▸ **Work to complete**:
The entries are to be given again in full. Every word must match.

▸ **Provided records**:
>>>

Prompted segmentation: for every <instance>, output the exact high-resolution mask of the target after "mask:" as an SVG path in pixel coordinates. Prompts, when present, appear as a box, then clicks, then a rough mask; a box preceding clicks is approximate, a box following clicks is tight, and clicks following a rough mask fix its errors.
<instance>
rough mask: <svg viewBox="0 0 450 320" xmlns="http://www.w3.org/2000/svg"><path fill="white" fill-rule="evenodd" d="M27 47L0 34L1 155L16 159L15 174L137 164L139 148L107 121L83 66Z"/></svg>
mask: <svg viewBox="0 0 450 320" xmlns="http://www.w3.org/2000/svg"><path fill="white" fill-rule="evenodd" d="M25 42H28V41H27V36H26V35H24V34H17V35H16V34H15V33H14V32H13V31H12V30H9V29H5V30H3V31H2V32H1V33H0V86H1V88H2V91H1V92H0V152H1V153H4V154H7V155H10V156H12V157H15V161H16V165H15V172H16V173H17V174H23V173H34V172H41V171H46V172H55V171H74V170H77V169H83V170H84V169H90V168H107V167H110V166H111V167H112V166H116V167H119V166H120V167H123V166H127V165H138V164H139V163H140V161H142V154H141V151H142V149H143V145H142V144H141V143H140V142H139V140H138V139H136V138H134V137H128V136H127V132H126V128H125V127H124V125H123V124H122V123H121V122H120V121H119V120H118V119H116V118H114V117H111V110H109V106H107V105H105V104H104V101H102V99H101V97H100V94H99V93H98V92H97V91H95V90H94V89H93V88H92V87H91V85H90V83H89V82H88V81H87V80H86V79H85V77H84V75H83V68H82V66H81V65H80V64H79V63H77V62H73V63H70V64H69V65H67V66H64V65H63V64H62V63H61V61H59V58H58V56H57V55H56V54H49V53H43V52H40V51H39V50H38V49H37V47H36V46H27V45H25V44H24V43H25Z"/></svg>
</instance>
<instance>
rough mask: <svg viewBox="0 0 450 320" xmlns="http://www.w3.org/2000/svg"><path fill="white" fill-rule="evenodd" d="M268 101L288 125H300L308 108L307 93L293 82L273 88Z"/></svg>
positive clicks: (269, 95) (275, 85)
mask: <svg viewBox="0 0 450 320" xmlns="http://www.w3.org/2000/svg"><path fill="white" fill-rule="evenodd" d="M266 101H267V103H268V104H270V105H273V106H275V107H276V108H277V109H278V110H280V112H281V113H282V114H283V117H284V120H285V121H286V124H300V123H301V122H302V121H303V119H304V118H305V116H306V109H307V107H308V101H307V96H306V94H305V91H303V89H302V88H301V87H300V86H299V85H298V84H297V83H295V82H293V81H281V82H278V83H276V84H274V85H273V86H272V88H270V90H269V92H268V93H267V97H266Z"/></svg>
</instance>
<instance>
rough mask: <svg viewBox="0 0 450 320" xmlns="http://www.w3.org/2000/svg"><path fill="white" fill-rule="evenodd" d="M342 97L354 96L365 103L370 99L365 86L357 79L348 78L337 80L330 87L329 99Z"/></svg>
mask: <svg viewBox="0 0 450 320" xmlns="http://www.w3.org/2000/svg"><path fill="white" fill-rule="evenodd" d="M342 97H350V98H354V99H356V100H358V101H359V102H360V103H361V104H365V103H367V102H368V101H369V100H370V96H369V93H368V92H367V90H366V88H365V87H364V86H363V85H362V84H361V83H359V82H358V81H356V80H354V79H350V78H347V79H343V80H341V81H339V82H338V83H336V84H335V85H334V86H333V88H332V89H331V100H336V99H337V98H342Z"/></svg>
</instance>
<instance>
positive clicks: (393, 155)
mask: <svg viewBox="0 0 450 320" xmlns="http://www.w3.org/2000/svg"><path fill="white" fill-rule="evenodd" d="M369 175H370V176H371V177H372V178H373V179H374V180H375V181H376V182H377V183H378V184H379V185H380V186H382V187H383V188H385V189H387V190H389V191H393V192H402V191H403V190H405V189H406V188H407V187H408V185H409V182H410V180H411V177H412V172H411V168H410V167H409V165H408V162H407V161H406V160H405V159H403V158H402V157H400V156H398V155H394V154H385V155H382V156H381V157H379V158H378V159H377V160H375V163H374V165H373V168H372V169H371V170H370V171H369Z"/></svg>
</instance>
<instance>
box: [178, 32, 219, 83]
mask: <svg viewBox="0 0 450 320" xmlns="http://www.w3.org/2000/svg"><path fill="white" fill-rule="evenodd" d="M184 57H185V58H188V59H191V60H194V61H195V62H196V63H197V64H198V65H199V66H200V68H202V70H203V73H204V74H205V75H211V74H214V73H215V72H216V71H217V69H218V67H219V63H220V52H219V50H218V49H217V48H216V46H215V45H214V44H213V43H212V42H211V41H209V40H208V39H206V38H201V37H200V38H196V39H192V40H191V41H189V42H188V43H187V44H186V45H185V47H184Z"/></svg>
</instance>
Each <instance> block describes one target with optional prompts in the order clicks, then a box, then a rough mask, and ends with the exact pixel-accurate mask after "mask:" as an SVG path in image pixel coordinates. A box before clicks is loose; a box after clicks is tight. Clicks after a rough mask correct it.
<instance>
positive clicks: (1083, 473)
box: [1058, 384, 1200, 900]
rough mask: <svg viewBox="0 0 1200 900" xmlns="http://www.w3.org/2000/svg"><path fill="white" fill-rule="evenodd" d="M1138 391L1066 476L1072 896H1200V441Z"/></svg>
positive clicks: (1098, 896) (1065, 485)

<<<

▸ **Task solution**:
Prompted segmentation: for every <instance>, output the exact high-resolution mask of the target after "mask:" as an SVG path in pixel coordinates. Prompts, when present, appear as a box, then clicks, then a rough mask; a box preceding clicks is approximate, a box following clicks is tight, and clicks following a rough mask fix its errors.
<instance>
rough mask: <svg viewBox="0 0 450 320" xmlns="http://www.w3.org/2000/svg"><path fill="white" fill-rule="evenodd" d="M27 47L0 34L1 155L16 159L15 174L137 164L139 148L107 121L83 66Z"/></svg>
mask: <svg viewBox="0 0 450 320" xmlns="http://www.w3.org/2000/svg"><path fill="white" fill-rule="evenodd" d="M25 42H28V41H27V36H26V35H24V34H17V35H16V34H15V33H14V32H13V31H12V30H9V29H5V30H3V31H2V32H1V33H0V86H1V88H2V91H1V92H0V152H1V153H4V154H7V155H10V156H12V157H15V161H16V165H15V172H16V173H17V174H23V173H34V172H41V171H46V172H55V171H74V170H77V169H83V170H84V169H90V168H107V167H110V166H111V167H112V166H116V167H119V166H120V167H123V166H127V165H138V164H139V163H140V161H142V154H141V151H142V149H143V145H142V144H141V143H140V142H139V140H138V139H136V138H134V137H128V136H127V132H126V128H125V127H124V125H123V124H122V123H121V122H120V121H119V120H118V119H116V118H114V117H111V110H109V106H107V105H105V104H104V101H102V99H101V97H100V94H99V93H98V92H97V91H95V90H94V89H93V88H92V87H91V85H90V83H89V82H88V81H87V80H86V79H85V77H84V75H83V68H82V66H81V65H80V64H79V63H77V62H73V63H70V64H69V65H67V66H64V65H63V64H62V63H61V61H59V58H58V56H57V55H56V54H49V53H43V52H40V51H39V50H38V49H37V47H36V46H27V45H25V44H24V43H25Z"/></svg>
</instance>
<instance>
rough mask: <svg viewBox="0 0 450 320" xmlns="http://www.w3.org/2000/svg"><path fill="white" fill-rule="evenodd" d="M268 101L288 125H300L308 108L307 93L293 82L273 88Z"/></svg>
positive clicks: (269, 95) (275, 85)
mask: <svg viewBox="0 0 450 320" xmlns="http://www.w3.org/2000/svg"><path fill="white" fill-rule="evenodd" d="M266 101H267V103H268V104H270V105H273V106H275V107H276V108H277V109H278V110H280V112H281V113H282V114H283V117H284V120H285V121H286V124H300V123H301V122H302V121H303V119H304V118H305V116H306V109H307V107H308V101H307V96H306V94H305V91H303V89H302V88H301V87H300V86H299V85H298V84H297V83H295V82H293V81H281V82H278V83H276V84H274V85H273V86H272V88H270V90H269V92H268V93H267V97H266Z"/></svg>
</instance>
<instance>
rough mask: <svg viewBox="0 0 450 320" xmlns="http://www.w3.org/2000/svg"><path fill="white" fill-rule="evenodd" d="M342 97L354 96L365 103L370 99L365 86L357 79L348 78L337 80L330 87L329 99Z"/></svg>
mask: <svg viewBox="0 0 450 320" xmlns="http://www.w3.org/2000/svg"><path fill="white" fill-rule="evenodd" d="M342 97H350V98H354V99H356V100H358V101H359V102H360V103H361V104H365V103H367V102H368V101H369V100H370V96H369V93H368V92H367V90H366V88H365V87H364V86H363V85H362V84H361V83H359V82H358V81H356V80H354V79H350V78H347V79H343V80H341V81H339V82H338V83H336V84H335V85H334V86H333V88H332V89H331V100H336V99H337V98H342Z"/></svg>
</instance>
<instance>
positive clicks: (393, 155)
mask: <svg viewBox="0 0 450 320" xmlns="http://www.w3.org/2000/svg"><path fill="white" fill-rule="evenodd" d="M369 175H370V176H371V177H372V178H373V179H374V180H375V181H376V182H377V183H378V184H379V185H380V186H382V187H383V188H385V189H387V190H389V191H393V192H402V191H403V190H405V189H406V188H407V187H408V185H409V182H410V180H411V177H412V172H411V168H410V167H409V165H408V162H407V161H406V160H405V159H403V158H402V157H400V156H398V155H394V154H385V155H382V156H381V157H379V158H378V159H377V160H375V163H374V165H373V168H372V169H371V170H370V171H369Z"/></svg>
</instance>
<instance>
box: [178, 32, 219, 83]
mask: <svg viewBox="0 0 450 320" xmlns="http://www.w3.org/2000/svg"><path fill="white" fill-rule="evenodd" d="M184 57H185V58H188V59H191V60H194V61H195V62H196V63H197V64H198V65H199V66H200V68H202V70H203V73H204V74H205V75H211V74H214V73H215V72H216V71H217V69H218V67H219V63H220V52H219V50H218V49H217V48H216V46H215V45H214V44H213V43H212V42H211V41H209V40H208V39H206V38H201V37H200V38H196V39H192V40H191V41H189V42H188V43H187V44H186V45H185V47H184Z"/></svg>
</instance>
Each <instance> block describes one target with optional prompts in the order clicks, then a box, then a rough mask, and ends with the exact pixel-accurate mask after "mask:" as an SVG path in image pixel coordinates. A box before clicks is loose; a box after clicks is tight. Clicks after a rough mask correct it.
<instance>
positive clicks: (1083, 473)
box: [1058, 384, 1200, 900]
rough mask: <svg viewBox="0 0 1200 900" xmlns="http://www.w3.org/2000/svg"><path fill="white" fill-rule="evenodd" d="M1138 391L1066 476L1072 896H1200V441Z"/></svg>
positive clicks: (1098, 896) (1065, 485)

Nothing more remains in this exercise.